→ **DATA EXTRACTS**:
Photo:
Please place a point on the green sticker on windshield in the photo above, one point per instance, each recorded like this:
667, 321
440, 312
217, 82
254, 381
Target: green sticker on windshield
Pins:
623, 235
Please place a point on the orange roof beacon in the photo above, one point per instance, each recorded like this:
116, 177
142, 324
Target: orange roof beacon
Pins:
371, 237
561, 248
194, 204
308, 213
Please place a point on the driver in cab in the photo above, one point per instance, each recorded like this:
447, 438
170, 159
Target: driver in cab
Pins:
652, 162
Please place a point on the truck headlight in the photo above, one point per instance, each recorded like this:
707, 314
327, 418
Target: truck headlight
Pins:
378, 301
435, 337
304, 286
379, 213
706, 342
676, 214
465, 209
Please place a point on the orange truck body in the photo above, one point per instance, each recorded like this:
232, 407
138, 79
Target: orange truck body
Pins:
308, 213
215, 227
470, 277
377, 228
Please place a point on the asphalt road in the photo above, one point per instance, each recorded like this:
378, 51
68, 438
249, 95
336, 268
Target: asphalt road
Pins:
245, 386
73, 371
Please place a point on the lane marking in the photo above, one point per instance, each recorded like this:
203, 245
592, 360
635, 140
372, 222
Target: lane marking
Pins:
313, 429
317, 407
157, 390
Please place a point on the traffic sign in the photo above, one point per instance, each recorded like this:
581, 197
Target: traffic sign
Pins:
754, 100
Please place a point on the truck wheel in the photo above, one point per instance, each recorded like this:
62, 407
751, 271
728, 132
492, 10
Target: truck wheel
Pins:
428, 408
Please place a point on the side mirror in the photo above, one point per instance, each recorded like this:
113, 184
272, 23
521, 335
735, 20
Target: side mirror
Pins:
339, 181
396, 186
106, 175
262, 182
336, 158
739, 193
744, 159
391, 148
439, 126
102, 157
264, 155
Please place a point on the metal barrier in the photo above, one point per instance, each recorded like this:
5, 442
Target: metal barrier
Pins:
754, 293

→ **PROBLEM TO WORK ON**: Show all lines from the data that contain "side".

→ **SOLUTION TO THIS TASK**:
Please place a point on the side mirror in the photo above, one point per instance, each recorded like this:
Target: side mirror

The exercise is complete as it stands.